#### Stated goal:
Could you render every line of the rows below as a Markdown table with the columns "No." and "Line", numbering each line and skipping any blank ones? Leave the pictures out.

========================================================================

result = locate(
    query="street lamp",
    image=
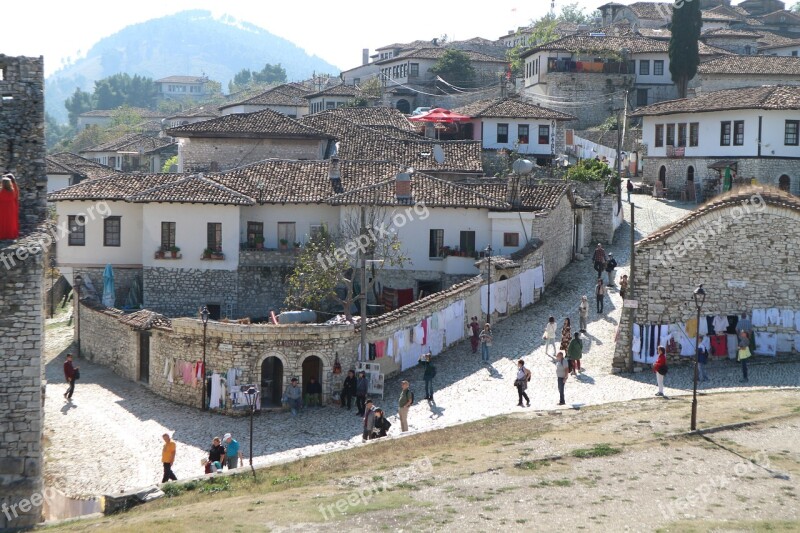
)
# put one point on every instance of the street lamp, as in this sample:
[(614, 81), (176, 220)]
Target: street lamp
[(77, 287), (488, 252), (699, 299), (252, 399), (204, 318)]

========================================================================

#### Expected output:
| No. | Line |
|---|---|
| 1 | result = locate( |
| 2 |     query="street lamp", |
| 3 |     image= |
| 4 | ) |
| 5 | # put one point on every instance of the street lamp, as in this sample: |
| 6 | [(614, 81), (176, 220)] |
| 7 | Target: street lamp |
| 8 | [(77, 287), (488, 252), (699, 299), (252, 399), (204, 318)] |